# [Task instructions]
Repeat everything in the material from the line containing "Outline every instance of the orange" down to the line containing "M 139 106 L 130 56 L 76 59 L 83 113 Z", both of those lines included, and nothing else.

# [Dataset excerpts]
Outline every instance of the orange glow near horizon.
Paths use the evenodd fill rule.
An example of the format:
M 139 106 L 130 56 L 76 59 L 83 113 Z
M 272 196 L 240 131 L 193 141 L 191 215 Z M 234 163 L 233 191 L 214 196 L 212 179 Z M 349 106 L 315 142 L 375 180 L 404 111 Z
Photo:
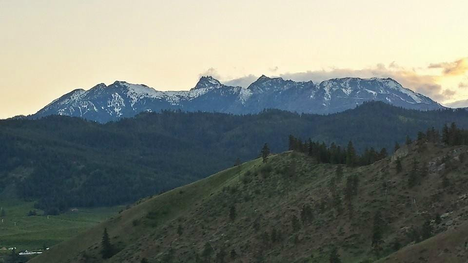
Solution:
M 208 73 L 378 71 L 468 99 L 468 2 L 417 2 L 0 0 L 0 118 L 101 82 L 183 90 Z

* * *

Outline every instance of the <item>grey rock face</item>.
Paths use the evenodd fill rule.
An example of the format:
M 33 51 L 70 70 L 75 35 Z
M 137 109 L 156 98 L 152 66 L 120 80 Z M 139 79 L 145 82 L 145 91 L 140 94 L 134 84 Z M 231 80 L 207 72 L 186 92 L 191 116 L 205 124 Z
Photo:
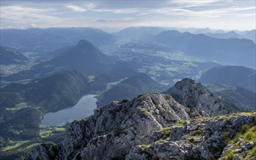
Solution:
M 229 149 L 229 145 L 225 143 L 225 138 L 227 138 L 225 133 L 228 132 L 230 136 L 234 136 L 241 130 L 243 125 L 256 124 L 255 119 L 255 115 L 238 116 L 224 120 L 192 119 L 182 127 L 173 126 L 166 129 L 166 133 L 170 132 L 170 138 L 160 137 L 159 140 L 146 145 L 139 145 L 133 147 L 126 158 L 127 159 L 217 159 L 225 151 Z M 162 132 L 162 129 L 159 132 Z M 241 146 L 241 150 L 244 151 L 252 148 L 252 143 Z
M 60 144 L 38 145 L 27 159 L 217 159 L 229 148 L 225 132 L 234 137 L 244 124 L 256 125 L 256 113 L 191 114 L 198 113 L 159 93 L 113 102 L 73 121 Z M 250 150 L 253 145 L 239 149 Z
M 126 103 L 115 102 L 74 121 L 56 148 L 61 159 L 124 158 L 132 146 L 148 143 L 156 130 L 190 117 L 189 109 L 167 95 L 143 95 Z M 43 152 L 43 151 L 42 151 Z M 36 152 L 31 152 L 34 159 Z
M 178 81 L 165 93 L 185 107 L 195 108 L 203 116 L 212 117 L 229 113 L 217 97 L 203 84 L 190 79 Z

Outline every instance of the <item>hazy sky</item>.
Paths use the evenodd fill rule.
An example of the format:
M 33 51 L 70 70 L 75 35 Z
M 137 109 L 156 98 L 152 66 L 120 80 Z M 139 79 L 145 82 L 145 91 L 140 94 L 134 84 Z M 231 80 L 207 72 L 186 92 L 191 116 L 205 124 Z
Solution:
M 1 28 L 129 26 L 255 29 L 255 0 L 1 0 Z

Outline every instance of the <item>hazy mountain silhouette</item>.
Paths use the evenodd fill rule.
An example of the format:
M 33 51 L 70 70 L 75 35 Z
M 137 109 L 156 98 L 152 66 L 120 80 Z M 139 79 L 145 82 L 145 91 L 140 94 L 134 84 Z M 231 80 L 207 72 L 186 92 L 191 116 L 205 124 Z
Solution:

--

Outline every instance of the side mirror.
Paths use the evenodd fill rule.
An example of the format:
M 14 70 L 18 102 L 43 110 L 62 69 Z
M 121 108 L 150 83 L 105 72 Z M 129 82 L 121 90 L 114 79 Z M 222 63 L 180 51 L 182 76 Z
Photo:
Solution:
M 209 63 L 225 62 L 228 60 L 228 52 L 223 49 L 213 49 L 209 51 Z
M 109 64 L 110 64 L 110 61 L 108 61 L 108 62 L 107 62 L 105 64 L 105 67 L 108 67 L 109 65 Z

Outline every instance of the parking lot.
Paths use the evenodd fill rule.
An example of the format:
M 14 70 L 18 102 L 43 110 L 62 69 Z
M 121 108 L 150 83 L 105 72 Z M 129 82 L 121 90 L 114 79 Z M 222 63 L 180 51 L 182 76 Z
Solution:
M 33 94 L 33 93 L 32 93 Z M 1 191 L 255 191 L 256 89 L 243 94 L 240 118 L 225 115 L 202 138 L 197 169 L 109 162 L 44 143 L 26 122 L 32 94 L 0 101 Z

# [Output for this task]
Outline every instance of the orange glow near horizon.
Paths use the evenodd fill rule.
An example of the format:
M 139 106 L 130 56 L 76 59 L 83 113 Z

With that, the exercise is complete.